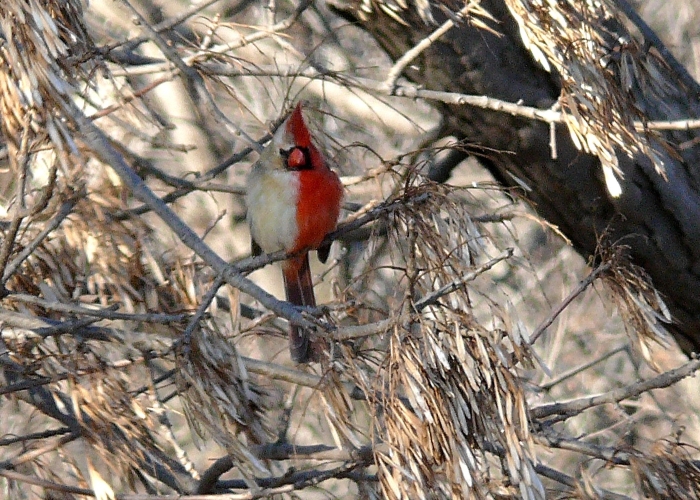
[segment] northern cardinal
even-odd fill
[[[338,223],[343,186],[314,143],[302,108],[297,104],[253,166],[246,203],[252,254],[292,254],[282,263],[287,300],[313,307],[309,250],[318,250],[321,262],[328,259],[330,245],[321,243]],[[317,361],[323,346],[291,325],[289,349],[295,362]]]

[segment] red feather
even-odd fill
[[[304,123],[304,115],[301,113],[301,101],[296,105],[294,111],[287,120],[287,131],[292,134],[294,143],[297,146],[308,148],[311,146],[311,134]]]

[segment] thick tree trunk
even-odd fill
[[[349,4],[352,4],[350,2]],[[381,9],[361,20],[345,3],[342,12],[371,33],[393,58],[424,39],[427,26],[413,10],[401,12],[401,25]],[[503,0],[482,1],[502,36],[462,23],[421,54],[406,76],[426,89],[479,94],[542,109],[560,96],[560,80],[537,64],[523,46],[518,25]],[[340,6],[338,6],[341,8]],[[445,16],[433,9],[437,23]],[[679,84],[680,87],[680,84]],[[675,89],[675,98],[645,102],[648,119],[697,116],[697,96]],[[688,92],[689,94],[690,92]],[[626,245],[662,293],[674,318],[670,331],[686,351],[700,351],[700,149],[696,131],[664,135],[678,147],[668,179],[658,175],[641,154],[618,155],[623,193],[609,195],[600,162],[573,144],[564,125],[556,129],[557,159],[552,159],[549,126],[503,112],[443,105],[448,134],[488,148],[482,163],[507,186],[523,194],[543,217],[556,224],[584,255],[596,253],[602,235]],[[635,110],[638,112],[639,110]]]

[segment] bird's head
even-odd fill
[[[263,156],[267,156],[268,166],[280,170],[327,168],[306,124],[301,102],[277,129]]]

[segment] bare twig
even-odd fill
[[[556,106],[542,109],[523,104],[504,101],[489,97],[486,95],[463,94],[459,92],[447,92],[438,90],[423,89],[419,86],[412,85],[409,82],[401,82],[395,84],[393,91],[389,92],[385,88],[385,84],[379,80],[370,78],[362,78],[355,75],[347,76],[333,72],[320,72],[317,68],[307,67],[289,67],[289,68],[274,68],[274,69],[246,69],[240,70],[224,66],[218,63],[206,63],[203,68],[209,74],[220,76],[278,76],[280,78],[294,77],[298,80],[322,80],[336,83],[345,87],[364,90],[370,93],[379,93],[383,95],[393,95],[396,97],[406,97],[409,99],[425,99],[427,101],[441,102],[444,104],[452,104],[457,106],[474,106],[481,109],[491,111],[499,111],[520,118],[537,120],[544,123],[565,123],[564,115]],[[158,71],[154,71],[158,72]],[[634,121],[634,128],[643,132],[645,130],[690,130],[700,128],[700,119],[688,118],[684,120],[654,120],[654,121]]]
[[[163,40],[158,30],[156,30],[151,24],[141,15],[141,13],[134,8],[133,5],[128,0],[122,0],[122,3],[131,11],[131,13],[138,20],[138,25],[143,28],[146,33],[148,33],[148,38],[153,41],[163,55],[175,65],[175,67],[180,71],[180,74],[185,78],[188,86],[192,85],[192,80],[194,79],[195,71],[185,64],[185,62],[178,56],[172,47]],[[191,95],[196,95],[196,92],[191,92]]]
[[[572,488],[574,490],[578,487],[578,481],[576,481],[575,478],[546,465],[537,464],[535,466],[535,470],[538,474],[542,474],[544,477],[548,477],[549,479],[552,479],[553,481],[568,486],[569,488]],[[620,495],[612,491],[607,491],[603,489],[600,489],[599,491],[603,494],[602,498],[606,500],[632,500],[632,498],[626,495]]]
[[[543,419],[553,415],[571,417],[594,406],[619,403],[624,399],[638,396],[652,389],[669,387],[679,380],[693,375],[700,369],[700,360],[693,359],[679,368],[669,370],[649,380],[642,380],[626,387],[621,387],[598,396],[588,396],[563,403],[551,403],[534,407],[530,410],[534,418]]]
[[[0,309],[0,322],[2,322],[4,327],[2,338],[18,338],[27,334],[37,338],[46,338],[70,333],[71,335],[93,340],[112,340],[114,333],[111,330],[106,328],[86,328],[97,321],[99,321],[99,318],[81,318],[62,322]],[[14,331],[15,328],[19,329],[19,331]]]
[[[623,450],[610,446],[589,443],[580,437],[571,438],[559,436],[548,427],[540,430],[535,439],[545,446],[561,448],[563,450],[574,451],[590,457],[600,458],[601,460],[605,460],[610,464],[629,465],[630,463],[629,454]]]
[[[10,460],[0,462],[0,470],[14,469],[15,467],[18,467],[21,464],[36,460],[44,453],[54,451],[57,448],[60,448],[61,446],[67,443],[70,443],[71,441],[75,441],[76,439],[78,439],[78,437],[80,437],[80,434],[78,434],[77,432],[71,432],[70,434],[61,436],[52,443],[46,443],[43,446],[39,446],[38,448],[34,448],[33,450],[22,453],[21,455],[16,456]]]
[[[256,141],[254,141],[245,130],[240,128],[235,123],[231,122],[226,118],[226,116],[219,110],[218,106],[214,102],[209,91],[204,85],[204,80],[201,75],[190,65],[188,65],[171,47],[170,45],[160,36],[160,34],[141,16],[141,14],[129,3],[128,0],[122,0],[126,6],[131,10],[131,12],[140,21],[140,25],[148,32],[149,36],[153,42],[158,46],[160,51],[165,55],[165,57],[175,65],[178,69],[180,75],[182,76],[185,86],[188,89],[188,95],[193,99],[195,106],[199,111],[200,118],[203,123],[207,125],[205,117],[213,116],[217,117],[220,122],[229,124],[237,134],[245,138],[248,143],[256,148],[258,151],[262,150]]]
[[[317,388],[321,386],[323,380],[318,375],[313,375],[311,373],[305,373],[300,370],[286,368],[275,363],[267,363],[265,361],[260,361],[252,358],[242,359],[245,362],[246,370],[248,370],[249,372],[257,373],[258,375],[265,375],[266,377],[269,377],[274,380],[283,380],[292,384],[299,384],[312,388]]]
[[[187,9],[184,9],[182,12],[179,12],[177,15],[174,15],[172,17],[168,17],[168,19],[164,20],[161,23],[156,24],[153,26],[153,29],[157,33],[162,33],[164,31],[168,31],[175,26],[184,23],[187,19],[189,19],[192,16],[197,15],[207,7],[215,4],[216,2],[219,2],[220,0],[205,0],[201,3],[197,3]],[[235,5],[231,7],[233,10],[238,10],[245,8],[247,5],[251,3],[251,0],[241,0],[238,5]],[[121,46],[121,45],[129,45],[129,46],[137,46],[139,44],[142,44],[143,42],[148,41],[149,38],[146,36],[138,37],[138,38],[133,38],[129,40],[124,40],[122,42],[116,43],[112,45],[111,47],[107,48],[107,52],[111,52],[115,49],[115,47]]]
[[[377,335],[388,331],[394,324],[396,324],[397,321],[398,318],[388,318],[365,325],[343,326],[333,332],[332,338],[333,340],[341,342],[344,340],[371,337],[372,335]]]
[[[452,283],[448,283],[447,285],[443,286],[442,288],[435,290],[434,292],[430,293],[429,295],[426,295],[425,297],[423,297],[422,299],[417,301],[414,305],[416,311],[421,311],[425,307],[435,304],[438,300],[440,300],[445,295],[448,295],[456,290],[459,290],[460,288],[463,288],[467,283],[469,283],[470,281],[474,281],[477,277],[484,274],[486,271],[491,269],[493,266],[495,266],[499,262],[506,260],[506,259],[509,259],[512,256],[513,256],[513,249],[512,248],[505,249],[504,251],[502,251],[500,254],[498,254],[493,259],[489,260],[488,262],[484,262],[480,266],[477,266],[477,268],[474,269],[472,272],[465,274],[461,278],[453,281]]]
[[[182,345],[184,346],[185,356],[189,354],[192,333],[199,326],[199,322],[204,317],[204,313],[206,313],[207,309],[209,309],[209,306],[216,298],[216,294],[219,291],[219,288],[221,288],[223,284],[224,281],[221,278],[217,278],[214,281],[214,283],[212,283],[211,288],[209,288],[204,297],[202,297],[202,302],[197,307],[197,311],[194,313],[192,318],[190,318],[190,322],[187,324],[187,328],[185,328],[185,331],[182,334],[182,339],[180,339],[175,344],[177,345],[180,342],[182,342]]]
[[[36,486],[41,486],[47,490],[61,491],[63,493],[70,493],[73,495],[87,495],[94,497],[95,493],[92,490],[86,488],[76,488],[75,486],[66,486],[65,484],[54,483],[53,481],[47,481],[45,479],[39,479],[38,477],[29,476],[27,474],[21,474],[13,470],[0,469],[0,476],[6,477],[7,479],[12,479],[13,481],[18,481],[25,484],[33,484]]]
[[[254,33],[251,33],[250,35],[241,37],[240,39],[234,42],[214,45],[212,47],[207,48],[206,50],[197,51],[194,54],[181,58],[181,60],[183,64],[187,67],[190,67],[195,63],[198,66],[201,66],[207,59],[215,57],[218,54],[224,54],[230,52],[231,50],[244,47],[264,38],[269,38],[270,36],[273,36],[274,34],[284,31],[291,27],[299,18],[299,16],[309,7],[309,5],[311,5],[311,2],[312,0],[303,0],[299,3],[296,9],[294,9],[294,12],[289,17],[278,22],[274,26],[271,26],[264,30],[256,31]],[[140,65],[138,67],[124,68],[122,70],[115,70],[113,74],[115,76],[136,76],[159,73],[162,71],[170,71],[171,69],[172,68],[169,63],[153,63]]]
[[[265,134],[260,140],[258,140],[259,145],[265,144],[267,141],[269,141],[272,138],[272,134]],[[197,180],[195,181],[188,181],[185,179],[179,179],[177,181],[177,184],[180,185],[177,189],[174,191],[166,194],[161,198],[161,201],[163,203],[172,203],[174,201],[177,201],[178,199],[182,198],[183,196],[186,196],[190,194],[193,191],[203,189],[200,186],[201,184],[206,184],[208,181],[212,180],[215,178],[217,175],[221,174],[224,172],[227,168],[229,168],[231,165],[235,165],[239,161],[243,160],[245,157],[247,157],[250,153],[253,151],[256,151],[257,148],[252,148],[252,147],[247,147],[244,148],[243,150],[239,151],[238,153],[234,153],[228,158],[226,158],[224,161],[219,163],[217,166],[213,167],[212,169],[208,170],[205,172],[203,175],[201,175]],[[140,207],[132,208],[129,210],[124,210],[122,212],[117,212],[114,214],[114,218],[117,220],[123,220],[123,219],[128,219],[129,217],[132,217],[134,215],[143,215],[145,213],[148,213],[152,210],[152,208],[148,205],[142,205]]]
[[[456,18],[462,19],[469,14],[469,12],[474,8],[472,2],[467,3],[465,7],[455,14]],[[448,19],[442,26],[433,31],[430,35],[421,40],[411,49],[407,50],[406,53],[401,56],[391,67],[387,73],[386,80],[384,80],[384,85],[387,92],[391,93],[396,85],[396,80],[401,76],[401,72],[406,69],[406,66],[411,64],[416,57],[418,57],[424,50],[430,47],[436,40],[439,40],[445,33],[450,31],[455,26],[454,19]]]
[[[292,472],[285,474],[279,478],[258,478],[257,483],[260,487],[271,488],[279,487],[283,484],[293,484],[296,488],[303,488],[307,483],[317,484],[331,477],[342,478],[346,477],[346,472],[354,470],[363,464],[369,464],[372,461],[372,449],[364,447],[359,450],[341,450],[332,446],[312,445],[312,446],[293,446],[282,443],[269,443],[258,446],[254,449],[259,458],[266,460],[287,460],[290,458],[306,458],[312,460],[330,460],[330,461],[346,461],[345,465],[331,469],[331,471],[304,471]],[[202,480],[197,488],[197,493],[210,492],[215,489],[216,482],[222,474],[228,472],[235,466],[235,462],[230,455],[222,457],[214,462],[214,464],[202,474]],[[228,487],[248,488],[244,481],[227,481]],[[256,498],[256,497],[253,497]]]
[[[17,174],[17,190],[15,193],[15,216],[17,218],[26,216],[26,189],[27,189],[27,170],[29,169],[29,138],[30,127],[32,123],[34,112],[30,111],[24,116],[24,123],[22,124],[22,137],[20,140],[19,150],[16,152],[17,156],[11,158],[15,163]],[[3,266],[5,264],[4,260],[0,260]]]
[[[596,267],[591,274],[589,274],[586,279],[581,281],[581,283],[578,284],[578,286],[571,291],[569,295],[554,309],[552,312],[549,313],[549,316],[547,316],[540,325],[535,328],[535,331],[530,335],[530,344],[534,344],[538,338],[540,338],[540,335],[544,333],[544,331],[549,328],[549,326],[554,323],[554,320],[557,319],[557,317],[568,307],[571,302],[578,297],[583,291],[588,288],[588,286],[595,281],[595,279],[603,272],[607,271],[610,269],[612,266],[612,262],[607,261]]]
[[[163,314],[163,313],[123,313],[115,311],[113,307],[109,308],[90,308],[78,306],[74,304],[63,304],[27,295],[24,293],[11,293],[8,299],[17,301],[22,304],[33,304],[46,309],[47,311],[59,311],[69,314],[79,314],[81,316],[90,316],[93,318],[102,318],[108,320],[122,321],[138,321],[145,323],[179,323],[191,316],[190,313],[180,314]]]
[[[62,434],[69,434],[70,432],[70,429],[64,427],[63,429],[49,429],[47,431],[42,432],[33,432],[24,436],[7,437],[0,439],[0,446],[8,446],[10,444],[23,443],[25,441],[32,441],[34,439],[46,439],[53,436],[60,436]]]
[[[309,460],[371,462],[375,450],[370,446],[363,446],[357,449],[343,449],[325,444],[296,446],[289,443],[268,443],[256,446],[252,451],[258,458],[265,460],[305,458]]]
[[[14,259],[12,259],[12,262],[10,262],[5,268],[5,272],[2,275],[2,280],[0,280],[2,285],[7,283],[7,280],[9,280],[10,277],[17,272],[17,269],[19,269],[19,266],[22,265],[22,262],[24,262],[32,254],[32,252],[36,250],[39,245],[41,245],[41,242],[61,225],[61,222],[68,217],[77,201],[78,200],[74,198],[64,202],[56,215],[49,221],[46,227],[42,229],[36,238],[34,238],[31,243],[24,247],[22,251],[19,252]]]
[[[618,354],[620,352],[625,352],[627,350],[629,350],[629,345],[625,344],[625,345],[619,346],[619,347],[613,349],[612,351],[606,352],[605,354],[603,354],[602,356],[600,356],[596,359],[593,359],[587,363],[584,363],[580,366],[577,366],[575,368],[572,368],[571,370],[568,370],[568,371],[562,373],[561,375],[559,375],[555,379],[550,380],[546,384],[541,384],[539,389],[543,390],[543,391],[548,391],[549,389],[551,389],[555,385],[558,385],[558,384],[562,383],[563,381],[565,381],[573,376],[576,376],[579,373],[582,373],[582,372],[588,370],[589,368],[597,365],[598,363],[601,363],[601,362],[605,361],[606,359],[611,358],[615,354]]]

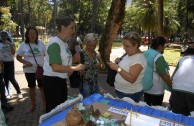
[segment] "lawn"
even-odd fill
[[[182,56],[180,56],[180,49],[166,48],[164,50],[164,58],[171,66],[176,66]]]

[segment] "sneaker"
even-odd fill
[[[22,99],[23,98],[23,95],[21,93],[18,94],[18,98],[19,99]]]
[[[7,95],[6,98],[7,99],[10,99],[12,97],[12,95]]]

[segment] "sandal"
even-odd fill
[[[35,110],[36,107],[31,107],[30,109],[26,110],[26,113],[29,114]]]

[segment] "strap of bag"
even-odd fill
[[[38,65],[38,62],[36,61],[36,58],[35,58],[34,52],[33,52],[33,50],[32,50],[32,47],[31,47],[30,43],[28,43],[28,44],[29,44],[29,46],[30,46],[30,50],[31,50],[31,52],[32,52],[32,55],[33,55],[34,60],[35,60],[35,62],[36,62],[36,65]]]
[[[123,55],[121,56],[120,60],[122,60],[123,57],[126,56],[126,55],[127,55],[127,53],[123,54]]]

■ ■ ■ ■ ■

§ Assigned task
Check each line of the records for the word "segment", and show the lines that contain it.

§ Result of this task
[segment] northern cardinal
[segment] red feather
[segment] thick tree trunk
[segment] bird's head
[segment] bare twig
[segment] "lawn"
[segment] "sneaker"
[segment] "sandal"
[segment] "strap of bag"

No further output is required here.